- [Instruction 1]: Set down word for word the part of the forum thread on the contour integral below, everything from "I did the following" down to "calculating the integral?".
- [Instruction 2]: Output as a numbered list every line of the entries below, from the line containing "A teaching note to the class: indicate the asphalt" down to the last line of the entries, leaving out blank lines.

-------- Passage given

$\int_{\gamma}\frac{1}{z^2-2z}dz$

Question

Let $\gamma(t)=2+e^{it}, t \in[0,2\pi]$ find $\int_{\gamma}\frac{1}{z^2-2z}dz$

I did the following

$\int_{\gamma}\frac{1}{z^2-2z}dz=-\frac{1}{2}\int_{\gamma}\frac{1}{z}dz+\frac{1}{2}\int_{\gamma}\frac{1}{z-2}dz$

The integral $\int_{\gamma}\frac{1}{z-2}dz$ is equal to $2\pi i$ because $D(2,1)\setminus 2$ is not simple connected I don't know how to justify properly the fact that $\int_{\gamma}\frac{1}{z}dz$ is equal to $0$ I can't say the image of the curve is simple connected because we don't include $2$ and if I consider another curve- disc it has to have 0 as center which we can't include, and again it won't be a simple connected, so we can't use Cauchy theorem.

How can I justify properly that $\int_{\gamma}\frac{1}{z}dz=0$ without calculating the integral?

Answer 1

$z=0$ is outside of the contour, so $\frac{1}{z}$ is holomorphic throughout. What does that tell you?

Answer 2

Rewrite $\int_{\gamma} \frac{1}{z^2 - 2z} dz$ as $\int_{\gamma} \frac{1/z}{z -2} = \int_{\gamma} \frac{f(z)}{z - 2}.$

$f(z) = \frac{1}{z}$ is holomorphic everywhere on the complex plane except $z = 0,$ which is exterior to $\gamma,$ so $f(z)$ is holomorphic everywhere interior to $\gamma$ and we can directly apply the Cauchy Integration Formula: $\int_{\gamma} \frac{f(z)}{z - 2} = 2\pi i \cdot \frac12 = \pi i.$

----------------
-------- Source records

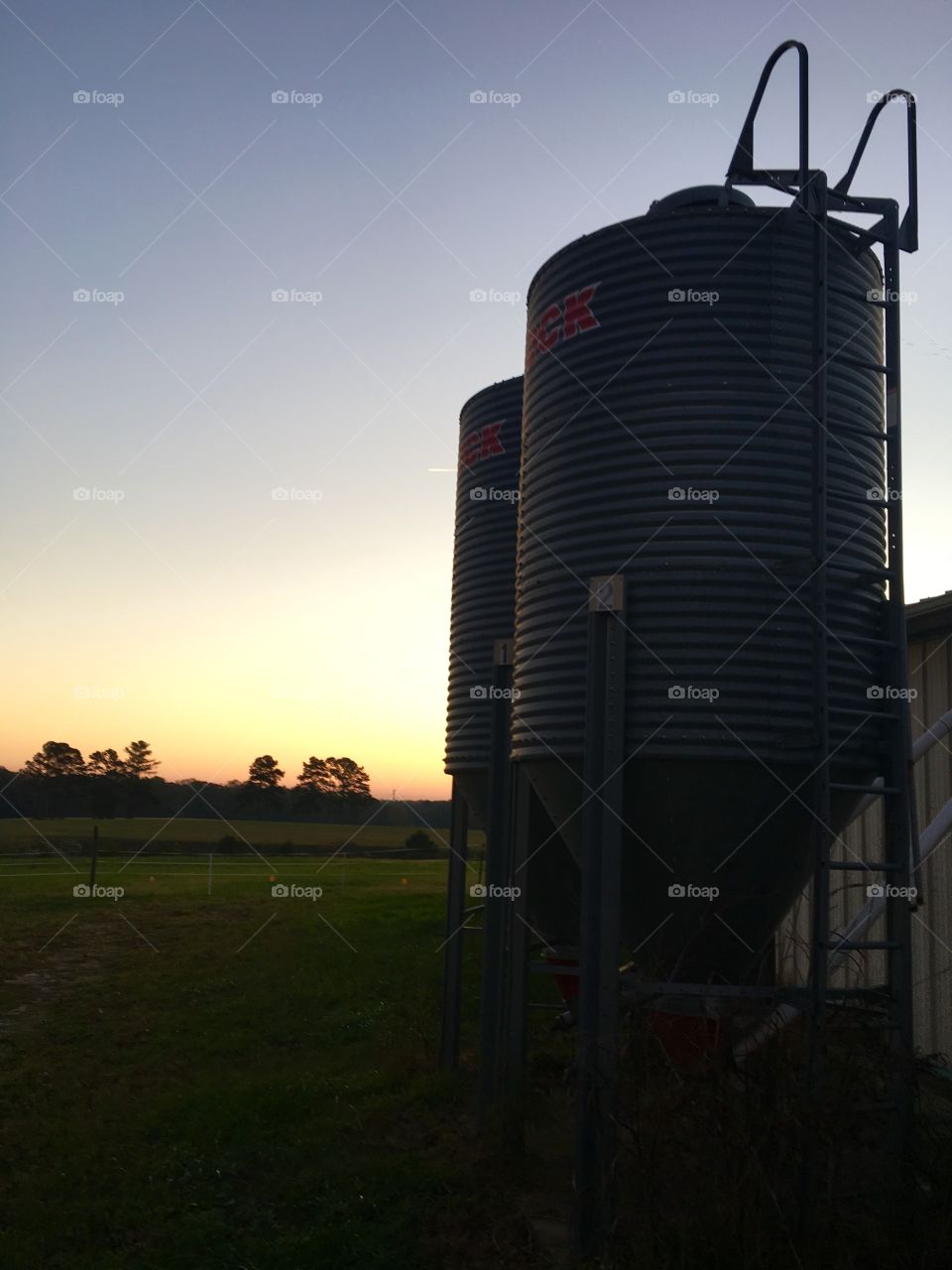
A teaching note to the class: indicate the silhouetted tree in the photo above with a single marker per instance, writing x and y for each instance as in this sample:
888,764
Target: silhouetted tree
107,772
264,772
59,769
350,781
263,786
315,786
139,758
56,758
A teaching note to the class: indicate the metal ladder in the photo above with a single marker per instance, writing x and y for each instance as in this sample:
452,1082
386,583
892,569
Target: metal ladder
809,190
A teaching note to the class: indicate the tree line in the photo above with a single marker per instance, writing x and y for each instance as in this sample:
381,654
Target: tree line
59,781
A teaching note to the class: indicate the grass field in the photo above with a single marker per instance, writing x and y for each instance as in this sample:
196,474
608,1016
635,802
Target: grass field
17,834
199,1075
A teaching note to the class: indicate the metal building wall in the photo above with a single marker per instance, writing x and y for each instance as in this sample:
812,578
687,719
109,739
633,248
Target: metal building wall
930,676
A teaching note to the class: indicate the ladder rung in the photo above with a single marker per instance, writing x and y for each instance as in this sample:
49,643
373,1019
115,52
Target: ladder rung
864,365
861,572
861,1107
864,789
862,945
864,866
864,714
875,640
843,430
847,993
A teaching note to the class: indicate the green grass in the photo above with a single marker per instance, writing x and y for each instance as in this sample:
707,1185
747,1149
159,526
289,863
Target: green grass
230,1080
203,1075
17,834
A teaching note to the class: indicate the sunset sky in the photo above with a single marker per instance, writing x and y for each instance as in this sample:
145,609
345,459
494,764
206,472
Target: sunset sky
184,603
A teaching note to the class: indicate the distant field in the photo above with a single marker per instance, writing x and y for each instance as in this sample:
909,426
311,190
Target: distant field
17,834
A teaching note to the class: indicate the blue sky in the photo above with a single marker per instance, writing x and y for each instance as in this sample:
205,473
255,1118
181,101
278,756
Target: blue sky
227,622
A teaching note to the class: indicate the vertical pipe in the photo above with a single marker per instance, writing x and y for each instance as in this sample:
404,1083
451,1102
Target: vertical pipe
497,866
901,828
518,969
821,833
453,948
601,931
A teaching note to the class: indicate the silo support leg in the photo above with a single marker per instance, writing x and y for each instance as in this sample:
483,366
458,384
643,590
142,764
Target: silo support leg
494,919
453,947
601,934
518,966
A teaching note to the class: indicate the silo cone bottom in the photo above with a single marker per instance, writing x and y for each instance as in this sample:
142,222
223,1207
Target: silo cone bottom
714,855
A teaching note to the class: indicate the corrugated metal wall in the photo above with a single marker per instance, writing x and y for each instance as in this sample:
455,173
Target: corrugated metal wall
930,676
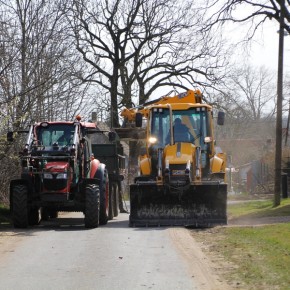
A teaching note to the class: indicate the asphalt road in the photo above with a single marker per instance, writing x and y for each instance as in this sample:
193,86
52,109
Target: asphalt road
62,254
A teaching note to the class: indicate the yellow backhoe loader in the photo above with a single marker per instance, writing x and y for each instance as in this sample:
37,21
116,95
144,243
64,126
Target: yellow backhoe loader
181,179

----------------

- [Exercise response 1]:
I did the following

$\int_{\gamma}\frac{1}{z^2-2z}dz=-\frac{1}{2}\int_{\gamma}\frac{1}{z}dz+\frac{1}{2}\int_{\gamma}\frac{1}{z-2}dz$

The integral $\int_{\gamma}\frac{1}{z-2}dz$ is equal to $2\pi i$ because $D(2,1)\setminus 2$ is not simple connected I don't know how to justify properly the fact that $\int_{\gamma}\frac{1}{z}dz$ is equal to $0$ I can't say the image of the curve is simple connected because we don't include $2$ and if I consider another curve- disc it has to have 0 as center which we can't include, and again it won't be a simple connected, so we can't use Cauchy theorem.

How can I justify properly that $\int_{\gamma}\frac{1}{z}dz=0$ without calculating the integral?

- [Exercise response 2]:
1. A teaching note to the class: indicate the asphalt road in the photo above with a single marker per instance, writing x and y for each instance as in this sample:
2. 193,86
3. 52,109
4. Target: asphalt road
5. 62,254
6. A teaching note to the class: indicate the yellow backhoe loader in the photo above with a single marker per instance, writing x and y for each instance as in this sample:
7. 37,21
8. 116,95
9. 144,243
10. 64,126
11. Target: yellow backhoe loader
12. 181,179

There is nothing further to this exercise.